* Begin Provided records *
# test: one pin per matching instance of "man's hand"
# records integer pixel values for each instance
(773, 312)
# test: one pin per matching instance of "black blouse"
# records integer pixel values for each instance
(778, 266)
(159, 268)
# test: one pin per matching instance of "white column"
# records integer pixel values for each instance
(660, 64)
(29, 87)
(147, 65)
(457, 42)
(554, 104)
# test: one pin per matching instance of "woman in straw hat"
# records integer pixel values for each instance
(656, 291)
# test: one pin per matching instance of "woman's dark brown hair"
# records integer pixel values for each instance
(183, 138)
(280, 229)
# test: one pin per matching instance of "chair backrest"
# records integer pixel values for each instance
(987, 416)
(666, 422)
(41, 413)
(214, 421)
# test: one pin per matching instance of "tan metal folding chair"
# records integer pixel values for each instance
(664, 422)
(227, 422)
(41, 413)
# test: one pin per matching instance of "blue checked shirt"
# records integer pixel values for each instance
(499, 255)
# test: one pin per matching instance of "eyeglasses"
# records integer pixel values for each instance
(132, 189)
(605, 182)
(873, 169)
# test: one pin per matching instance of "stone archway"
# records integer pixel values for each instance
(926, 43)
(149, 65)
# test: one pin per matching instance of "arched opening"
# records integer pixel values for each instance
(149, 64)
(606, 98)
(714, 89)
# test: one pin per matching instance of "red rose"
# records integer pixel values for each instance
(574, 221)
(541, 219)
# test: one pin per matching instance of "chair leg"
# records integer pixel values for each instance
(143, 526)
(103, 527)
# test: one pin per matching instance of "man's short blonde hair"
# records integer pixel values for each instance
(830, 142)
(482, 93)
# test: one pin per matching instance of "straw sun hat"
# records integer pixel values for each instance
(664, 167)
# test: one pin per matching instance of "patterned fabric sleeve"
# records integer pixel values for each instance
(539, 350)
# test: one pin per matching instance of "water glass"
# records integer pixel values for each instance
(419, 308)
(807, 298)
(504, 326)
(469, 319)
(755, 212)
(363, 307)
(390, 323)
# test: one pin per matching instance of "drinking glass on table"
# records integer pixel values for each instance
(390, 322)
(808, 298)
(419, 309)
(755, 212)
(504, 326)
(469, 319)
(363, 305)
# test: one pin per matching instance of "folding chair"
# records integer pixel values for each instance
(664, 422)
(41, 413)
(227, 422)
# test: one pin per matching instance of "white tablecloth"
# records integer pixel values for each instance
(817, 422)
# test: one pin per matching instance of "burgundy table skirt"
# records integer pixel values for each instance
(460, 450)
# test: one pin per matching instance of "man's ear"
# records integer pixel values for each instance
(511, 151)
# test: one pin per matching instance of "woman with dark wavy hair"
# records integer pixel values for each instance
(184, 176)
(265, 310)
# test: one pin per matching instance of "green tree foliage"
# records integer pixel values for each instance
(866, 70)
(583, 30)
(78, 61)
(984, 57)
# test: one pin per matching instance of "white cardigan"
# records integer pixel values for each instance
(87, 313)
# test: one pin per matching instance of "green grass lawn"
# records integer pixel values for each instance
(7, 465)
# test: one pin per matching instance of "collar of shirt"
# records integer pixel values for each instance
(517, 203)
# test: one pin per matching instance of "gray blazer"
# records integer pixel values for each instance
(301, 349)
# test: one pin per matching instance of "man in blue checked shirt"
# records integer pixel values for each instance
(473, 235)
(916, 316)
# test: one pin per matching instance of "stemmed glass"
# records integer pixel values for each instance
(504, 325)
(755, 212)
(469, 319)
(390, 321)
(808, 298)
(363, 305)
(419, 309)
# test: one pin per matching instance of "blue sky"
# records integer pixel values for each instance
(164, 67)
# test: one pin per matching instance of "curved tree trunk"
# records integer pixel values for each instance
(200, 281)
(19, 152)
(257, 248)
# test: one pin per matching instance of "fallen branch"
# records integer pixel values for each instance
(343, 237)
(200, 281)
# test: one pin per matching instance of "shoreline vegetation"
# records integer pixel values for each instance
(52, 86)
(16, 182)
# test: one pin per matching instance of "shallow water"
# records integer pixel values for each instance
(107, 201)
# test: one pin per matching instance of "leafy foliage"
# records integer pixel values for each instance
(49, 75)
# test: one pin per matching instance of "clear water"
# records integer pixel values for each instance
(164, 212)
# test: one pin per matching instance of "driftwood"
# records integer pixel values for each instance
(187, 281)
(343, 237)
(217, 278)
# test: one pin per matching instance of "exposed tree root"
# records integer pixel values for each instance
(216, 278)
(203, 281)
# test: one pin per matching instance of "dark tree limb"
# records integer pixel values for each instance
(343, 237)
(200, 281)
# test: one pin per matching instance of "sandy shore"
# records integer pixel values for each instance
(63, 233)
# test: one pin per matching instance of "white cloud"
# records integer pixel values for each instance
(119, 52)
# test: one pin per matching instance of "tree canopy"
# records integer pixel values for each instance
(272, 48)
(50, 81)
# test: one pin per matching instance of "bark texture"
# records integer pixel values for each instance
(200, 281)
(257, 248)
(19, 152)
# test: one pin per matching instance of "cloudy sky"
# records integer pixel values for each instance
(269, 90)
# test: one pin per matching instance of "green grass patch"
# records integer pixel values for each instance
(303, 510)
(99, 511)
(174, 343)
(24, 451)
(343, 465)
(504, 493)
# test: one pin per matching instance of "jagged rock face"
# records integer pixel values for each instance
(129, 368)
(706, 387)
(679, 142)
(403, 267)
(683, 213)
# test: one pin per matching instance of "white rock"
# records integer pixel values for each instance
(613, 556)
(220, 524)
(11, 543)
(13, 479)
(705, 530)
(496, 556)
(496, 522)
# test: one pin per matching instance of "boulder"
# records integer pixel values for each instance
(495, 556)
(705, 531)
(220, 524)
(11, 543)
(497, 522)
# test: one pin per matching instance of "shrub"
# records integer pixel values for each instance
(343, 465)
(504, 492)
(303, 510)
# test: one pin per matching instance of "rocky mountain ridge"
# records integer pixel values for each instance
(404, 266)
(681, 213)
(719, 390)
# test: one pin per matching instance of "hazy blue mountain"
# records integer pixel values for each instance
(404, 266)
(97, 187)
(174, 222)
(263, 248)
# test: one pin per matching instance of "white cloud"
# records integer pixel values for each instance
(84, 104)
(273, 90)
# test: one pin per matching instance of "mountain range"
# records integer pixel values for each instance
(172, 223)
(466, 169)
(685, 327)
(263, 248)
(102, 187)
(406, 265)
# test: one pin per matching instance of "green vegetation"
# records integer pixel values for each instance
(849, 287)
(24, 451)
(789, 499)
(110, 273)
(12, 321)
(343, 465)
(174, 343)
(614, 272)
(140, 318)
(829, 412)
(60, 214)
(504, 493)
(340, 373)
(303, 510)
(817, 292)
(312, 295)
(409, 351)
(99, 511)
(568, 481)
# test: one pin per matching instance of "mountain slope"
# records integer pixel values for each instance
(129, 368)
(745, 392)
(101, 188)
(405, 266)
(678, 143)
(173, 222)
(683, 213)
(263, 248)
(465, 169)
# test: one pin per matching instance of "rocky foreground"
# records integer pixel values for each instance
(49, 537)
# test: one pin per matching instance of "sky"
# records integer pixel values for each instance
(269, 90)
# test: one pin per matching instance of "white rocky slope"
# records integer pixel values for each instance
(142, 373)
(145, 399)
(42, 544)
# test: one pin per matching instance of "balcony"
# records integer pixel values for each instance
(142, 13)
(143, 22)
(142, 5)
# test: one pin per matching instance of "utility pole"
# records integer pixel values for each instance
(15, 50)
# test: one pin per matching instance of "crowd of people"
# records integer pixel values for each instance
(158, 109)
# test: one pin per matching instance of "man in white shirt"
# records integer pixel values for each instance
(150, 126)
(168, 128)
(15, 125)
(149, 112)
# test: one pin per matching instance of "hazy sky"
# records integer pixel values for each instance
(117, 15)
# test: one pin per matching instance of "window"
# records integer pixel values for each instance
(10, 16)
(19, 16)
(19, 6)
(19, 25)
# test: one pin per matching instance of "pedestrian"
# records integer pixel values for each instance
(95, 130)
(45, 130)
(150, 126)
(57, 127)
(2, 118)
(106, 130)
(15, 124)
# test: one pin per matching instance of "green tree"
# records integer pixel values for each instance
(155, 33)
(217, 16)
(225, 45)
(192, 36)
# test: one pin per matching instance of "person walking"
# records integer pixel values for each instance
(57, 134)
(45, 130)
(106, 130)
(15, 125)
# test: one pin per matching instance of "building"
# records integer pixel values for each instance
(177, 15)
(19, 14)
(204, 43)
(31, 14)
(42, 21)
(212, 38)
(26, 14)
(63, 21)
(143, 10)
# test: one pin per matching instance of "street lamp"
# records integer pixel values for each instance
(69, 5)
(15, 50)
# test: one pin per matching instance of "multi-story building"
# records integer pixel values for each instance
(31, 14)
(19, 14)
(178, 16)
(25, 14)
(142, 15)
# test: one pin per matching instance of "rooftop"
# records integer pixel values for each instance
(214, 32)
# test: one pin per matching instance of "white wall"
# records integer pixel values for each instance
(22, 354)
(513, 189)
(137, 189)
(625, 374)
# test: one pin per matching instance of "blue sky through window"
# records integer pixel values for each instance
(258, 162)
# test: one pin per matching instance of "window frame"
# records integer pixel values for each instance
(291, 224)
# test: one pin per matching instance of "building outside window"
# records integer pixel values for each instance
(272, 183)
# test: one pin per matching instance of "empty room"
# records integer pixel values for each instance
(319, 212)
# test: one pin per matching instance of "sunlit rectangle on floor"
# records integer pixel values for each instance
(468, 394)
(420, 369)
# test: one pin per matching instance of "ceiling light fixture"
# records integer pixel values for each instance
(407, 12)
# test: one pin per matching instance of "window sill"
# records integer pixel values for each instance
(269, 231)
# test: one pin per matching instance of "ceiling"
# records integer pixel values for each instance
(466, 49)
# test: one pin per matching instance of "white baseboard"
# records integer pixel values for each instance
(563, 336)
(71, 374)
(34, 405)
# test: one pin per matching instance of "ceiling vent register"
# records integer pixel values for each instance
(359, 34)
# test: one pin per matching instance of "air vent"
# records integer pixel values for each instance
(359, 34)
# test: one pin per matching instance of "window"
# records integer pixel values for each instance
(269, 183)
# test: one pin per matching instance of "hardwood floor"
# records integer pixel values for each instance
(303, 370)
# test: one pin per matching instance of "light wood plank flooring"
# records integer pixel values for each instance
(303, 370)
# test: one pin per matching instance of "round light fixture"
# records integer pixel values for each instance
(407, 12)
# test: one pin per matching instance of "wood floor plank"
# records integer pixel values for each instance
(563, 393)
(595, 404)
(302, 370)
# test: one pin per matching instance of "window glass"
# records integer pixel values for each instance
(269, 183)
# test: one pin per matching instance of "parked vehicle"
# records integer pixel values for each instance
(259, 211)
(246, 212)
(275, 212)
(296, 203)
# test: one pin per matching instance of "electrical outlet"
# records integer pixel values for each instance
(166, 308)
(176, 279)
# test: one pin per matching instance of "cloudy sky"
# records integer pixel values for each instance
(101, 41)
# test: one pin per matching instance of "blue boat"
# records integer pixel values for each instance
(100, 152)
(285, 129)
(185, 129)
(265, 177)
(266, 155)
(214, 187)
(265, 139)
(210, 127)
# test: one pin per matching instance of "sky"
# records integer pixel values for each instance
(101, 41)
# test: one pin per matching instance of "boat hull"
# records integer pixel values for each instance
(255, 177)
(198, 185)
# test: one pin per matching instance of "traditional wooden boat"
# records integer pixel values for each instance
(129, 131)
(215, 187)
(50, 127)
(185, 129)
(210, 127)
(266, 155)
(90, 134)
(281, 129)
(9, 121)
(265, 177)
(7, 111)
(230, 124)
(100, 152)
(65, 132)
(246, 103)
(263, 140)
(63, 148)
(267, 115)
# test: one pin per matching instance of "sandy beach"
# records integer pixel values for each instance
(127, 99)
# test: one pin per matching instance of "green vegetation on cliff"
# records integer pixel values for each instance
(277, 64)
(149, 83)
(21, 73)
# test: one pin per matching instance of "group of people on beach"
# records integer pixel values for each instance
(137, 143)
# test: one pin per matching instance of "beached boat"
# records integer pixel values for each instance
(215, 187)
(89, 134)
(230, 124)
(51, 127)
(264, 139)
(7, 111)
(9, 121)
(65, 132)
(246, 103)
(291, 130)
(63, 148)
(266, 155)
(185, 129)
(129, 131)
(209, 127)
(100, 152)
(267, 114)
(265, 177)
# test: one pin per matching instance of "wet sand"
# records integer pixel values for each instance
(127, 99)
* End Provided records *
Beginning at the line that holds "of people on", reproduce each line of the records above down to and including the last one.

# test: one pin per matching instance of "group of people on beach"
# records integer pixel values for each instance
(137, 143)
# test: one pin per matching instance of "beached boat"
# records integer pixel values for each instance
(215, 187)
(89, 134)
(230, 124)
(51, 127)
(264, 139)
(7, 111)
(9, 121)
(65, 132)
(246, 103)
(291, 130)
(63, 148)
(266, 155)
(185, 129)
(129, 131)
(209, 127)
(100, 152)
(267, 114)
(265, 177)
# test: one pin per matching instance of "wet sand"
# records integer pixel values for each instance
(127, 99)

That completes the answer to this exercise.